Entries:
┌──

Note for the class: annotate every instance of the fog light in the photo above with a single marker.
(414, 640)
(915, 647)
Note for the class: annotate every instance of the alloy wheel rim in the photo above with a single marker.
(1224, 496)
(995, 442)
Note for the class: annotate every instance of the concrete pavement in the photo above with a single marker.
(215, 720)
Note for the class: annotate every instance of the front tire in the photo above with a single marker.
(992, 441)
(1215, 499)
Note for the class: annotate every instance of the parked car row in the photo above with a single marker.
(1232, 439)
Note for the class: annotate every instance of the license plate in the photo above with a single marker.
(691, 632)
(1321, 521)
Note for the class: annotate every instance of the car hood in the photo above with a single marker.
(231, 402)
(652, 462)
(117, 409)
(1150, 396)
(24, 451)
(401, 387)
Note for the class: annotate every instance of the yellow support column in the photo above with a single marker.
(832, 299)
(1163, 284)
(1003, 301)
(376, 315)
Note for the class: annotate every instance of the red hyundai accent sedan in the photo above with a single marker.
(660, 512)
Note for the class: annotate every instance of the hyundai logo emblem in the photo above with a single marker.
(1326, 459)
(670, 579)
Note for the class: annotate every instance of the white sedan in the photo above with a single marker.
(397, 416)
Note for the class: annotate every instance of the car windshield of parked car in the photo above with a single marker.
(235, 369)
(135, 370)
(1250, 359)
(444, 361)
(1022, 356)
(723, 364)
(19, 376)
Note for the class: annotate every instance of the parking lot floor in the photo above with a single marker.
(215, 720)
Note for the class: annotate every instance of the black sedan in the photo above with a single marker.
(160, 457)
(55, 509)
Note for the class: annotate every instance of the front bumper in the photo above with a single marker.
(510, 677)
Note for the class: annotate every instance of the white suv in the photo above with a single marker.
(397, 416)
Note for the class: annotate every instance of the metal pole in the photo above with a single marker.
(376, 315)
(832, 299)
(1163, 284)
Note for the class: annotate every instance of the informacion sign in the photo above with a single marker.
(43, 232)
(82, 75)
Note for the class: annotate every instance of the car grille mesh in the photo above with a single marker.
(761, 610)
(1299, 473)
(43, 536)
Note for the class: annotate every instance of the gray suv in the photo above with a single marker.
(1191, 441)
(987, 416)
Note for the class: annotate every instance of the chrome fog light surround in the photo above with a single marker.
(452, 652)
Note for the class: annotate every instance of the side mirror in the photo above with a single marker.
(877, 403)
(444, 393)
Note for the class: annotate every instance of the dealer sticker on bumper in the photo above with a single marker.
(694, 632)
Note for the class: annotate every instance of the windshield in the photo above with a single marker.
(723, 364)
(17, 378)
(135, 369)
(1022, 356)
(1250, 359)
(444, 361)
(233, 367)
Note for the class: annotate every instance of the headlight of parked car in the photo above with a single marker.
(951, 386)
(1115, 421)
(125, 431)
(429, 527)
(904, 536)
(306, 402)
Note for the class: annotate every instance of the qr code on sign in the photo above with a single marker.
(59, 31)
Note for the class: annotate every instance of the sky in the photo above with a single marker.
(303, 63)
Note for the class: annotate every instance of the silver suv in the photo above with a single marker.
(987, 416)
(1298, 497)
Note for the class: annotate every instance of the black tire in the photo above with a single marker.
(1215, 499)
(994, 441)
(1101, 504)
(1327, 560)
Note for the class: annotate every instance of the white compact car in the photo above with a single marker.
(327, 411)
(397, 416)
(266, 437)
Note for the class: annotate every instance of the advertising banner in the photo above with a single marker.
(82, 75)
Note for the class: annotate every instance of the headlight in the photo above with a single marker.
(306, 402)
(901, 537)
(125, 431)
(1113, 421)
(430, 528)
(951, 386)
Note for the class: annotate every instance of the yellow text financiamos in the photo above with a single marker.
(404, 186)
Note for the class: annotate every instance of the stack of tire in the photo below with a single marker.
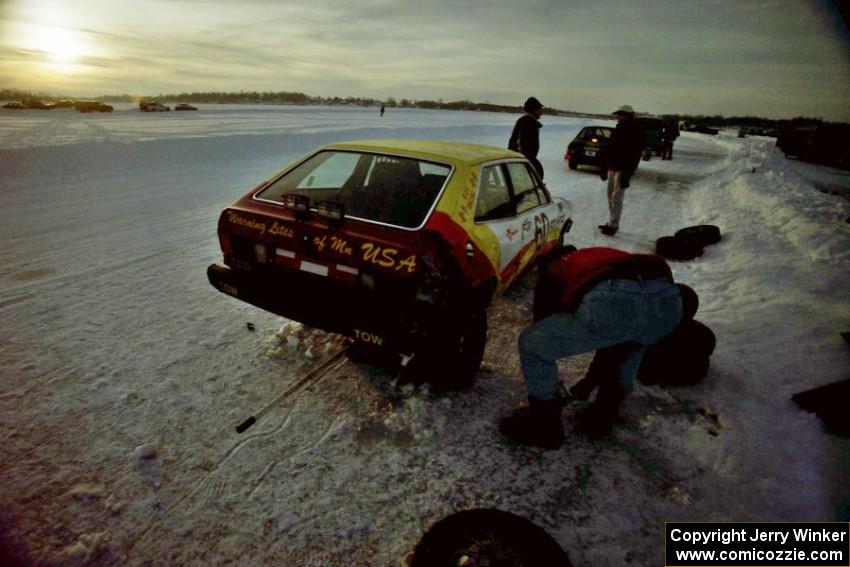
(687, 243)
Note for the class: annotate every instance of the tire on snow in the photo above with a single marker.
(681, 358)
(703, 234)
(677, 248)
(488, 537)
(451, 358)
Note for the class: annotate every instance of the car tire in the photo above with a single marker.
(703, 234)
(487, 537)
(450, 359)
(676, 248)
(681, 358)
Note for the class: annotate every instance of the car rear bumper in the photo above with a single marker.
(351, 310)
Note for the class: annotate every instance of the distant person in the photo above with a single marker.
(592, 299)
(622, 156)
(525, 137)
(671, 132)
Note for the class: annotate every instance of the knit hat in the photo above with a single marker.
(532, 104)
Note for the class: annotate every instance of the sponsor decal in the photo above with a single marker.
(368, 338)
(387, 257)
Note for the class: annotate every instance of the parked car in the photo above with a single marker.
(828, 144)
(588, 145)
(701, 129)
(397, 244)
(91, 106)
(37, 105)
(653, 134)
(152, 106)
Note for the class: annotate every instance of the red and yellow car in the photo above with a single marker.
(399, 244)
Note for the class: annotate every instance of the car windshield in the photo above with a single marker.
(375, 187)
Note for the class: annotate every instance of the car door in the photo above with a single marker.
(498, 230)
(534, 209)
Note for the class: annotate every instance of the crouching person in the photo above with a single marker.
(594, 298)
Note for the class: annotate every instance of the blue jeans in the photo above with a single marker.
(613, 312)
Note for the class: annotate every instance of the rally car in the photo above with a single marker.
(397, 244)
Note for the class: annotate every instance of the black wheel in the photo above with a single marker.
(703, 234)
(681, 358)
(488, 537)
(676, 248)
(450, 358)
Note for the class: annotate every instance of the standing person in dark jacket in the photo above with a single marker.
(594, 298)
(671, 132)
(525, 137)
(623, 156)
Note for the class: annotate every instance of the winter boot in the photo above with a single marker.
(598, 419)
(539, 424)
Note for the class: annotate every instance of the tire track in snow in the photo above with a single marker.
(211, 488)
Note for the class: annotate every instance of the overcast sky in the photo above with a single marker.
(773, 58)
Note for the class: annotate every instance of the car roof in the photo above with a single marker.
(436, 150)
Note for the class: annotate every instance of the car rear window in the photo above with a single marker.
(375, 187)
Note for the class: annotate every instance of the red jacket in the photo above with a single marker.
(563, 285)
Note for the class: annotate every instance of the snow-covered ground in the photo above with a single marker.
(124, 372)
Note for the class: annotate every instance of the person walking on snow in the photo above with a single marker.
(525, 137)
(671, 132)
(594, 298)
(622, 156)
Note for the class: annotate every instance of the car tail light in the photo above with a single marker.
(330, 209)
(298, 203)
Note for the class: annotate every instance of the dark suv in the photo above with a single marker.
(586, 147)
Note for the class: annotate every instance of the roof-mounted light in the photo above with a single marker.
(297, 203)
(330, 209)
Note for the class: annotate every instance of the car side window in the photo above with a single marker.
(332, 173)
(494, 198)
(528, 192)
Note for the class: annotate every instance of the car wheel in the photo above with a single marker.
(703, 234)
(681, 358)
(487, 537)
(450, 359)
(676, 248)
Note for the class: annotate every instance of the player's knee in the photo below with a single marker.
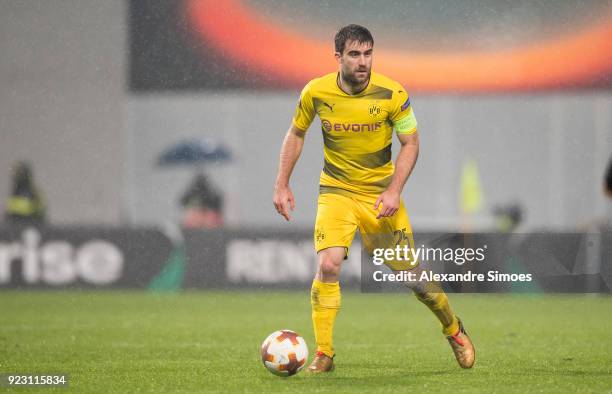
(329, 267)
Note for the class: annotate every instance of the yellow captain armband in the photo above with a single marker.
(406, 125)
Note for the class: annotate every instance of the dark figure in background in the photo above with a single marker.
(203, 205)
(25, 205)
(608, 181)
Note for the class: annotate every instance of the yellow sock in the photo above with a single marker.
(325, 300)
(436, 300)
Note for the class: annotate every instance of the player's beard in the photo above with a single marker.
(351, 78)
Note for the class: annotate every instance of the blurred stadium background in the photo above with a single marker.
(513, 99)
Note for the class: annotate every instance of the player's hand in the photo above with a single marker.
(283, 201)
(390, 201)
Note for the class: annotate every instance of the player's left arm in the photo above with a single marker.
(406, 159)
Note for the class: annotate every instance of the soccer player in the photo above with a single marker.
(359, 185)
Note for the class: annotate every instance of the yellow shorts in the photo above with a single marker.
(340, 213)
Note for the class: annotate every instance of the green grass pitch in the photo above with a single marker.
(209, 341)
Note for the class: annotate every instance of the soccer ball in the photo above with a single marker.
(284, 353)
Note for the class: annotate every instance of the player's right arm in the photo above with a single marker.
(290, 153)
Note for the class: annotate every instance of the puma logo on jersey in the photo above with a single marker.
(331, 107)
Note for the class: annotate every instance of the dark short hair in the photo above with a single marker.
(354, 33)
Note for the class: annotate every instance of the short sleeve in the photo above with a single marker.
(402, 115)
(304, 110)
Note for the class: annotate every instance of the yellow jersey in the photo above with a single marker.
(357, 130)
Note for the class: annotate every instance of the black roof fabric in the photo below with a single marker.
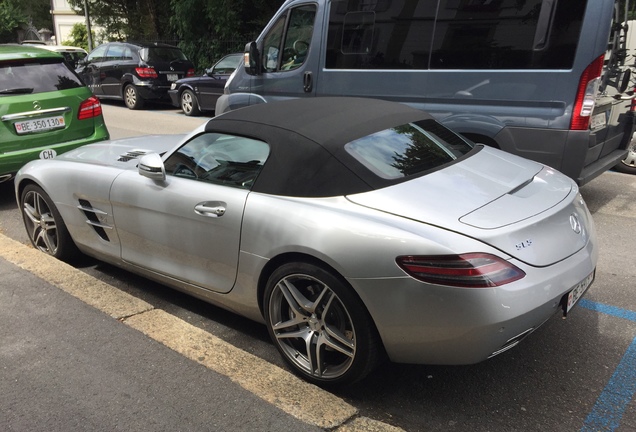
(307, 136)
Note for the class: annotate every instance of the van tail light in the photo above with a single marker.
(146, 72)
(90, 108)
(586, 95)
(471, 270)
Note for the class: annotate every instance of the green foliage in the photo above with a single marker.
(11, 17)
(79, 37)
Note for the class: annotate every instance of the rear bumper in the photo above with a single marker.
(10, 163)
(425, 324)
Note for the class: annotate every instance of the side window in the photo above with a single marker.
(220, 159)
(98, 54)
(286, 45)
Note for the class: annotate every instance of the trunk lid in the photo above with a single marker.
(529, 211)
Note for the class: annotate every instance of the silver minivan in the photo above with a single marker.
(532, 77)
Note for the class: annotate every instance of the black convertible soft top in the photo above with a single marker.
(307, 138)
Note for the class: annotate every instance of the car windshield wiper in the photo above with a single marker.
(21, 90)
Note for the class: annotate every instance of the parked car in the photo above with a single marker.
(351, 227)
(134, 72)
(45, 109)
(196, 94)
(73, 55)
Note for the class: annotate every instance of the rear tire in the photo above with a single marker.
(189, 103)
(319, 325)
(628, 165)
(132, 99)
(45, 226)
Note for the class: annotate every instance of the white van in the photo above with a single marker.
(523, 76)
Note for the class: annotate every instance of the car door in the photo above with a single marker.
(188, 227)
(91, 69)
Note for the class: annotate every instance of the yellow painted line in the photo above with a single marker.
(277, 386)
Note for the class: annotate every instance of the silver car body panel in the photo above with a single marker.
(418, 322)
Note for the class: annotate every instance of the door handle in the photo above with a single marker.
(204, 209)
(307, 82)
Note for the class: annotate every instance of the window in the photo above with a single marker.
(407, 150)
(287, 48)
(220, 159)
(37, 77)
(456, 34)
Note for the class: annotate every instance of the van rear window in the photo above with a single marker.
(457, 34)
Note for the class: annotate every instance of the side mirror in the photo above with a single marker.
(252, 59)
(151, 166)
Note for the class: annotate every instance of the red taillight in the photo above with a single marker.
(585, 95)
(90, 108)
(146, 72)
(472, 270)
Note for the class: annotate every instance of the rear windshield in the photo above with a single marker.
(36, 77)
(161, 54)
(408, 150)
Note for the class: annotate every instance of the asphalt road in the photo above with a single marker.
(573, 374)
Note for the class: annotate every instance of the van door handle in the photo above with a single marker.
(307, 84)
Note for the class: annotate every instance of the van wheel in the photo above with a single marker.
(319, 325)
(132, 99)
(189, 104)
(628, 165)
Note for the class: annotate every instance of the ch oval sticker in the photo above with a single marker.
(48, 154)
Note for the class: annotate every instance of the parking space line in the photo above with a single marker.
(611, 404)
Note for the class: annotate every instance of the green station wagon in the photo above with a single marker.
(45, 108)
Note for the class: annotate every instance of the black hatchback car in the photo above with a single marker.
(134, 72)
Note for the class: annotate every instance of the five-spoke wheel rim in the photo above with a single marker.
(40, 223)
(131, 96)
(312, 326)
(186, 102)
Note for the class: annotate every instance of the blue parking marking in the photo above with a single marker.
(610, 406)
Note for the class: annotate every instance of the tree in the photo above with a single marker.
(145, 20)
(79, 36)
(19, 13)
(209, 29)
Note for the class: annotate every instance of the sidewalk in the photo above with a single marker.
(77, 354)
(67, 366)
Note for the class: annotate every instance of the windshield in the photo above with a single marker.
(36, 77)
(408, 150)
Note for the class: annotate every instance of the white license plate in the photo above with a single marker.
(578, 291)
(39, 125)
(598, 121)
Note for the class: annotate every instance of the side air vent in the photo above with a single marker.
(132, 154)
(95, 218)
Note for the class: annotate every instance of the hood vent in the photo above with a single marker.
(132, 154)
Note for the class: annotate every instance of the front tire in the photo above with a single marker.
(45, 226)
(319, 325)
(132, 99)
(189, 103)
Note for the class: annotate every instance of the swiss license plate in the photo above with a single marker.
(577, 292)
(39, 125)
(598, 121)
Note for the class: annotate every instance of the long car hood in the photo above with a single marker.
(529, 211)
(122, 153)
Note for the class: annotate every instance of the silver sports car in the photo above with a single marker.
(355, 229)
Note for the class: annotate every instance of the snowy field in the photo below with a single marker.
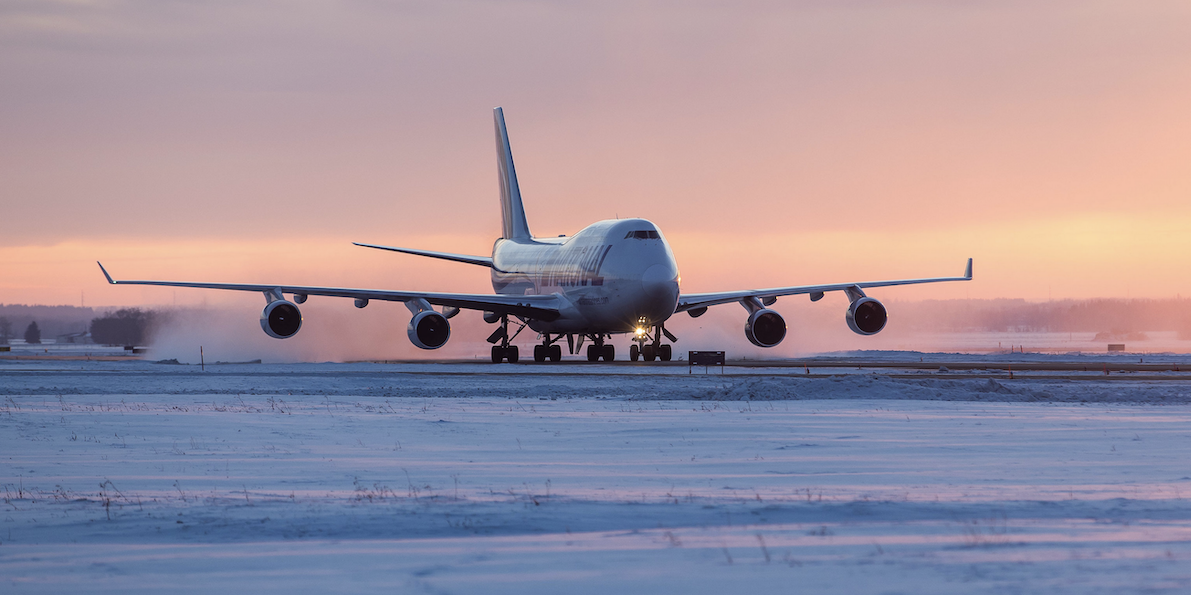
(142, 477)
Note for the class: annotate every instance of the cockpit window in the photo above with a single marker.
(643, 235)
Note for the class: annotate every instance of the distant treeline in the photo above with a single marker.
(52, 320)
(1107, 315)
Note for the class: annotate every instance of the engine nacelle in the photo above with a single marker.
(281, 319)
(866, 315)
(429, 330)
(765, 329)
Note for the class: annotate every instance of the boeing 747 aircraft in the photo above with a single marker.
(611, 277)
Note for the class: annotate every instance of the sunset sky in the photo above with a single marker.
(774, 143)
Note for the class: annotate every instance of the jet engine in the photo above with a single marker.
(429, 330)
(281, 319)
(765, 329)
(866, 315)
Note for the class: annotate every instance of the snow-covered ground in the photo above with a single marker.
(132, 476)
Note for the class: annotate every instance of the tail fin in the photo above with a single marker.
(515, 226)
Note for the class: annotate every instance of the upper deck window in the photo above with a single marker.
(643, 235)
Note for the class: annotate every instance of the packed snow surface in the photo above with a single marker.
(141, 477)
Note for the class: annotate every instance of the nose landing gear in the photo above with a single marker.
(653, 350)
(504, 351)
(599, 350)
(548, 350)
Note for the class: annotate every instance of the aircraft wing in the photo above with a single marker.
(542, 307)
(696, 301)
(484, 261)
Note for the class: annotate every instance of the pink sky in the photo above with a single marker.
(774, 143)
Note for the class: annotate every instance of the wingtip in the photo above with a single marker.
(110, 280)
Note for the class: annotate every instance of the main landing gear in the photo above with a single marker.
(654, 350)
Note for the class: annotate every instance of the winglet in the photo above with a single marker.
(105, 273)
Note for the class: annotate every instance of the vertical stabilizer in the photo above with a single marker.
(513, 223)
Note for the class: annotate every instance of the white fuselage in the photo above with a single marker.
(613, 276)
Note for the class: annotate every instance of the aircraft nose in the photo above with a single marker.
(660, 282)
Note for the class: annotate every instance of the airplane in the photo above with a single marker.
(612, 277)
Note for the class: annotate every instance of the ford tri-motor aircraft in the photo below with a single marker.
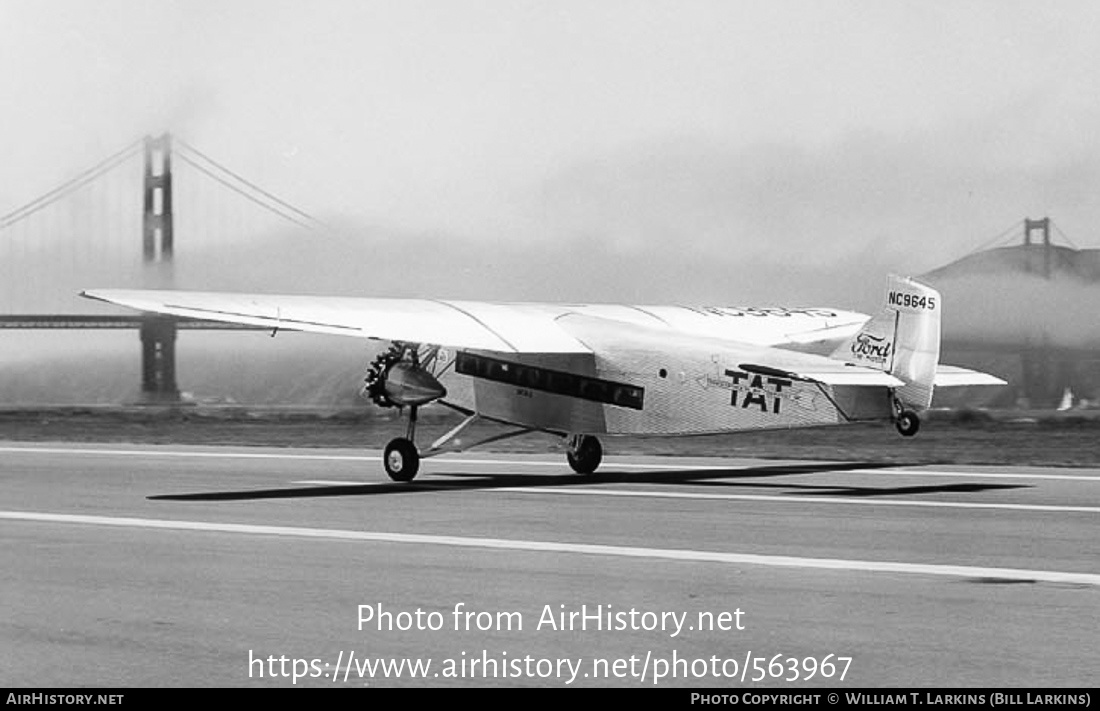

└──

Pull out every line of the listing above that contains the string "green", matching case exactly.

Expected answer:
Note for the class: annotate every instance of the green grass pitch in the photo above with a single marker.
Note for the class: annotate every instance of the green foliage in the photo above with a single marker.
Note for the class: annotate every instance of the green station wagon in the photo above with a single marker.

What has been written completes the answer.